* _Source text_:

Clinic profits rise 42%
The private hospital, one of the first ever built in the State, said it benefited from higher revenues and more contracts to treat public patients.
“Following significant investment in the hospital, revenue has increased. This together with a number of short-term contracts positively impacted on profits for the current year,” the company said.
Turnover for the year was up from €54.2m to €62.3m, according to the clinic’s latest accounts.
The company’s shareholders were paid a dividend of almost €3.4m, up from €3.11m in 2003. The hospital is majority-owned by British health insurance group BUPA.
Founders Joe and James Sheehan still have a stake in the company, though it is not known how much of the dividend they received.
They are also investors in the €110m Hermitage private hospital, under construction in Lucan in west Dublin.
The Blackrock Clinic accounts show shareholders’ funds at the end of 2004 grew to €25.8m. But if the hospital were sold it would fetch a multiple of that figure.
The number of employees increased by 10 to 526. The wages bill came to €20.4m, or an average of €38,000. The company paid nearly €2m to temporary contract and medical staff to cope with the extra workload. The company’s directors, who include CRH chairman Pat Molloy, were paid €53,312 in fees.
The €8.6m made by the Blackrock Clinic brings to more than €30m the profits earned by the big three private medical groups in the country. Cork-based Bon Secours generated €7.9m, while Dublin’s Mater Private made profits of €13.5m.
The country will be flooded by private medical care in the coming years. According to a report by Goodbody Stockbrokers some €3 billion will be invested in private hospitals in the next five years.

* _Things to do_:
1: In the clinic profits article, how many people did the company employ after the increase?
2: Reproduce the clinic profits article from "The €8.6m made" to "next five years.".

* _Recorded data_:
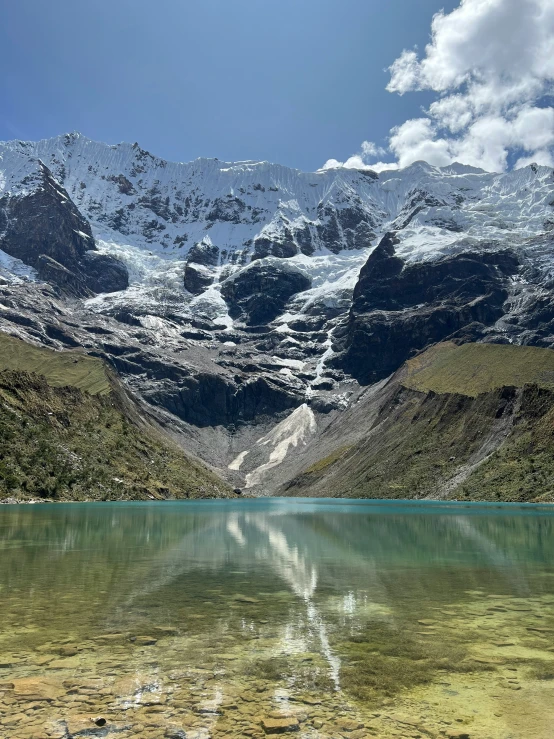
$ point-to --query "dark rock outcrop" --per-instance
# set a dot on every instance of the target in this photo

* _Expected results_:
1: 526

2:
The €8.6m made by the Blackrock Clinic brings to more than €30m the profits earned by the big three private medical groups in the country. Cork-based Bon Secours generated €7.9m, while Dublin’s Mater Private made profits of €13.5m.
The country will be flooded by private medical care in the coming years. According to a report by Goodbody Stockbrokers some €3 billion will be invested in private hospitals in the next five years.